Problem details -> Using the profile of Johanna Kepler, decide whether each statement agrees with it, answering yes or no and quoting the deciding words. 1. She received two research grants from Duke University in 2025. 2. She earned her BFA from the University of Michigan in 2022. 3. She worked at American Ballet Theatre for five years after graduation.

Reading passage ->
=== Section Start ===

Johanna Kepler

Johanna Kepler is a choreographer, creative director, and interdisciplinary researcher whose work explores the intersections of movement, cultural memory, and sustainability in the arts. She is currently pursuing an MFA in Embodied Interdisciplinary Praxis at Duke University, where her research examines the body as a site of cultural knowledge and preservation. Her thesis centers on a methodology she developed called weaving, which integrates dance, visual art, and writing to explore cultural hybridity, ancestral memory, and identity formation.

In 2025, Johanna received two research grants from Duke University to conduct ethnographic fieldwork in Guatemala, where she studied Mayan weaving practices as embodied forms of cultural transmission. Her work is deeply rooted in a commitment to cultural preservation and artistic sustainability, with a focus on how embodied creative practices can serve as tools for both individual healing and collective transformation. She is particularly interested in how artistic methodologies can resist cultural erasure and support community empowerment.

Johanna holds a BFA in Dance with a minor in Latino Studies from the University of Michigan (2020), where she founded Arts in Color, a student organization dedicated to inclusion and equity in the performing arts. During her undergraduate studies, she was awarded the UMS 21st Century Artist Internship, working with Hubbard Street Dance Chicago. In 2020, she launched Power of Performing Arts, a digital storytelling project that documented the impact of COVID-19 on over 300 professional artists worldwide. After graduation, she worked at American Ballet Theatre for three years, serving as Executive Assistant to the former Executive Director and later contributing to the Marketing and Communications team.

Her choreographic work has been presented at the American College Dance Association (2018), Harvard University (2022), and Duke University’s November Dances (2024). She has set original work on BoSoma Dance Company (2022) and taught at Mass Motion Dance Academy, the BoSoma School of Dance, and Duke University. She has also presented her research and artistic practice in invited talks at the University of Michigan and the University of South Carolina.

=== Section End ===

Referring expression data:
=== Section Start ===

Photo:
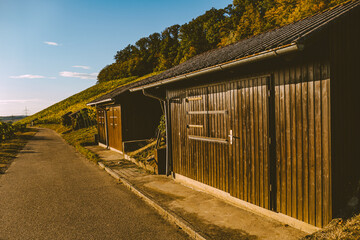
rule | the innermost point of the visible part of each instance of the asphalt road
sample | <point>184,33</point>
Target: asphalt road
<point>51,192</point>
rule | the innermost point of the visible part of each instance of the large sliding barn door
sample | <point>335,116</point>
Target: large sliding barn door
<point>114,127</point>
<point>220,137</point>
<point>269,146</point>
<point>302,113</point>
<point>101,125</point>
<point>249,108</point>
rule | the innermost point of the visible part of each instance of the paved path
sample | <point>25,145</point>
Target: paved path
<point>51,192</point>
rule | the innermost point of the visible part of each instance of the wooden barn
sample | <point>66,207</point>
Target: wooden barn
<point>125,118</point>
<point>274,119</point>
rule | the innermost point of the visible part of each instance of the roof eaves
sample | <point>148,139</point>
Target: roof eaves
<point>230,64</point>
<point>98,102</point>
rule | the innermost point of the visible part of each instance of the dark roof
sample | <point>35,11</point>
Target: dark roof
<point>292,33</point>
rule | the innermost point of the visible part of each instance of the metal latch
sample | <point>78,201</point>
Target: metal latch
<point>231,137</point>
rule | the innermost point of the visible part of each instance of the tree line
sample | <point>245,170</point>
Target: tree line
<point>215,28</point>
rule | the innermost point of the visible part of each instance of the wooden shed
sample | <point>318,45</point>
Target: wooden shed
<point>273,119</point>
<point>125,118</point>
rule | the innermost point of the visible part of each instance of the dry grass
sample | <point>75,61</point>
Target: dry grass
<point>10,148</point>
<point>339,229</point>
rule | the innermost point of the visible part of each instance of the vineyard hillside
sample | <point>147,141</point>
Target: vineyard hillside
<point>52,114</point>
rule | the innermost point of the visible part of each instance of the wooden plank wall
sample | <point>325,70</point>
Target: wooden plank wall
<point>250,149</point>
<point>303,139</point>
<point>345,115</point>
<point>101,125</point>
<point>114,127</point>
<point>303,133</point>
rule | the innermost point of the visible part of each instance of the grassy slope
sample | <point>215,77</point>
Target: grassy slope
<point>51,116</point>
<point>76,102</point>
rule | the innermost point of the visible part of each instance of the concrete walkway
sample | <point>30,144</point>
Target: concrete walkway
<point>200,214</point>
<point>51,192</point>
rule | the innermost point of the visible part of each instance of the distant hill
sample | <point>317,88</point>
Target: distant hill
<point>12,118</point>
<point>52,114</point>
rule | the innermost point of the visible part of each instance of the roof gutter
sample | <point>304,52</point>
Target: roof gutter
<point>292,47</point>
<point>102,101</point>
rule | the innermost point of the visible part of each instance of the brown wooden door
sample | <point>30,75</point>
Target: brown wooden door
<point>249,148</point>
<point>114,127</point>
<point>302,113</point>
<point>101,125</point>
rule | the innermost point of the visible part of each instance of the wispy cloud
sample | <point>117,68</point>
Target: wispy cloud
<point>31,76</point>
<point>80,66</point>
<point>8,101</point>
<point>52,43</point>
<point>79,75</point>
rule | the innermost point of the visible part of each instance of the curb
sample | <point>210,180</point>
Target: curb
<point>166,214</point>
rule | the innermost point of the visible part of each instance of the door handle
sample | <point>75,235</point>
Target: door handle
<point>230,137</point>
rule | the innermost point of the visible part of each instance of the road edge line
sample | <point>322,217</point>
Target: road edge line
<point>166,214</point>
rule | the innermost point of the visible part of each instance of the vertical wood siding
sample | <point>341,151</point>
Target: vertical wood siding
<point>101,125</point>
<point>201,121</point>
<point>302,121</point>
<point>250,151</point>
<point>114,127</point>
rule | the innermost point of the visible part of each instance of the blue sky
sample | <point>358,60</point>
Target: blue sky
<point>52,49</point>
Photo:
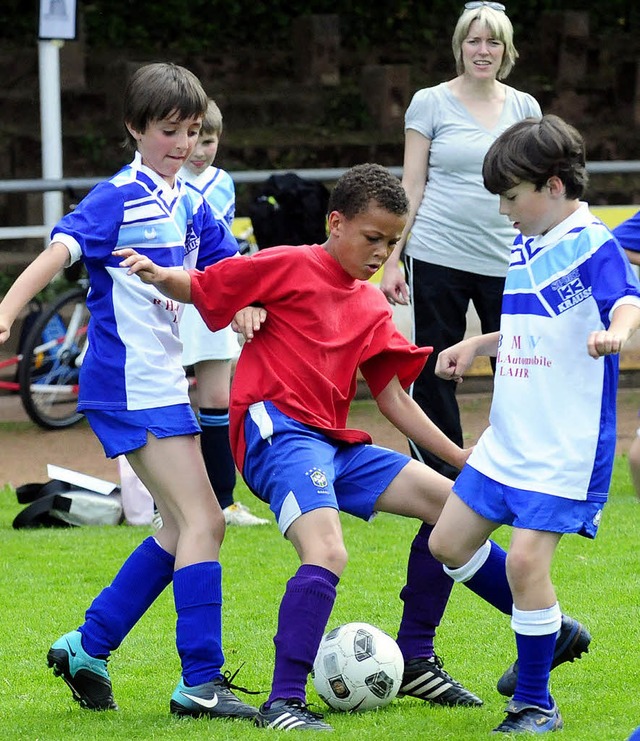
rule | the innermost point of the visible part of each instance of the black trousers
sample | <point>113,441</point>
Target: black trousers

=== Section End ===

Answer box ->
1. Yes: "In 2025, Johanna received two research grants from Duke University"
2. No: "Johanna holds a BFA in Dance with a minor in Latino Studies from the University of Michigan (2020)"
3. No: "she worked at American Ballet Theatre for three years"